TRECHO SELECIONADO
O vereador Igor Sandim (PODE), que se pronunciou nos meios de comunicação na ocasião, reitera o compromisso da vereança de fiscalizar o acesso da população à políticas públicas. Ele afirma também que o mamógrafo do CEAE foi consertado depois de cobranças. O problema agora é que não há profissional especializado para fazer a mamografia e as UBS não estão recebendo nenhuma justificativa do porquê dessa espera. “São tantos problemas no município, que a saúde de São João del-Rei está num carro desgovernado ladeira abaixo sem motorista”, reclama e diz que continuará cobrando por soluções.
A discussão sobre o funcionamento do mamógrafo voltou à tona na audiência pública, presidida pela Comissão de Saúde da Câmara Municipal, no início de junho deste ano. Durante a reunião, foi dito que não haveria fila para o uso do deste aparelho. No entanto, usuárias do serviço de saúde apontavam que sim, a fila existia.
Por isso, a vereadora Lívia Guimarães (PT) fez o questionamento à Secretaria de Saúde, que respondeu por meio de ofício. Segundo este documento, houve falta de comunicação entre setores administrativos do Município: usuárias do serviço de saúde repassaram a informação que havia fila, mas representantes da Secretaria de Saúde apontavam o contrário. Foi identificada uma falha, portanto, na troca de informações entre Secretaria Municipal, Setor de Regulação, Santa Casa e unidades de Estratégia de Saúde da Família (ESFs).
Nesta segunda-feira, 11, o Gabinete da Vereadora Lívia Guimarães foi informado de que a Santa Casa foi notificada por não ter resolvido o problema do mamógrafo até a presente data. E que o CEAE, por sua vez, de acordo com a pasta da Saúde, iniciará o agendamento nesta terça 12 de julho.

ENTRADAS SELECIONADAS
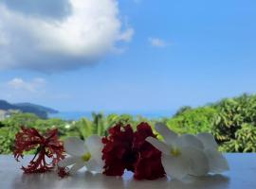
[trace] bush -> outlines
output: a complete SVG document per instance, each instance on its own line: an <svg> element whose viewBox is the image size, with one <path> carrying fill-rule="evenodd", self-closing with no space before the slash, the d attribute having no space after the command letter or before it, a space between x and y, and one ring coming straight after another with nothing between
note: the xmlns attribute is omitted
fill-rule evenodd
<svg viewBox="0 0 256 189"><path fill-rule="evenodd" d="M213 121L213 134L219 144L235 140L243 124L256 125L256 95L224 99L214 107L218 114Z"/></svg>
<svg viewBox="0 0 256 189"><path fill-rule="evenodd" d="M167 121L167 126L180 134L211 132L212 120L215 115L215 109L210 107L188 109L182 113L169 119Z"/></svg>
<svg viewBox="0 0 256 189"><path fill-rule="evenodd" d="M244 124L235 132L235 139L224 143L220 149L229 152L256 152L256 127Z"/></svg>

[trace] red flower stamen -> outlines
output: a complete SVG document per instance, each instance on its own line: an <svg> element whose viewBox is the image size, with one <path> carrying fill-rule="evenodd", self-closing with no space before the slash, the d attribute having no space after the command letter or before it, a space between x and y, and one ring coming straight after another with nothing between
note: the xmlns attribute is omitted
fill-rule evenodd
<svg viewBox="0 0 256 189"><path fill-rule="evenodd" d="M14 158L24 157L25 151L36 149L33 159L27 167L22 166L25 173L44 173L50 171L64 158L63 142L58 139L58 129L49 129L45 135L38 132L36 129L21 128L21 131L15 136ZM51 163L46 162L51 159Z"/></svg>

LISTA DE TAREFAS
a – De acordo com o texto sobre o mamógrafo, em que dia o CEAE iniciará o agendamento?
b – Transcreva do texto sobre o mamógrafo tudo o que vai desde "Por isso, a" até "12 de julho.".
c – Dê continuidade ao texto sobre o mamógrafo de São João del-Rei, a partir da última frase apresentada.

RESPOSTAS DAS TAREFAS
a – Na terça-feira, 12 de julho.

b –
Por isso, a vereadora Lívia Guimarães (PT) fez o questionamento à Secretaria de Saúde, que respondeu por meio de ofício. Segundo este documento, houve falta de comunicação entre setores administrativos do Município: usuárias do serviço de saúde repassaram a informação que havia fila, mas representantes da Secretaria de Saúde apontavam o contrário. Foi identificada uma falha, portanto, na troca de informações entre Secretaria Municipal, Setor de Regulação, Santa Casa e unidades de Estratégia de Saúde da Família (ESFs).
Nesta segunda-feira, 11, o Gabinete da Vereadora Lívia Guimarães foi informado de que a Santa Casa foi notificada por não ter resolvido o problema do mamógrafo até a presente data. E que o CEAE, por sua vez, de acordo com a pasta da Saúde, iniciará o agendamento nesta terça 12 de julho.

c –
Dúvidas e respostas
Procuramos a Secretaria de Saúde para esclarecer o que não ficou claro. Quinze dias depois a resposta chegou com um pedido de desculpas. A responsável pelo atendimento estava de licença médica. Por isso, hoje 26/07, atualizamos a matéria.
O serviço de mamografia na rede pública sempre funcionou, ainda que o mamógrafo do CEAE tenha ficado parado um tempo, segundo a secretaria de saúde. Afinal, há um contrato que determinava que a Santa Casa de Misericórdia também realizaria o exame.
No entanto, em razão do concurso público ocorrido em junho deste ano, não havia profissionais para agendar e fazer os serviços administrativos que envolvem os exames. Assim, as mamografias deixaram de ser realizadas no CEAE.
A resposta sobre a confusão de informações foi a mesma dada à vereadora. Num esforço de resolver esta dificuldade, a assessora Karina Cardoso enviou um e-mail ao prestador de serviços, a Santa Casa, e a resposta que obteve, semanas depois, foi de que não haveria data prevista para retorno dos agendamentos.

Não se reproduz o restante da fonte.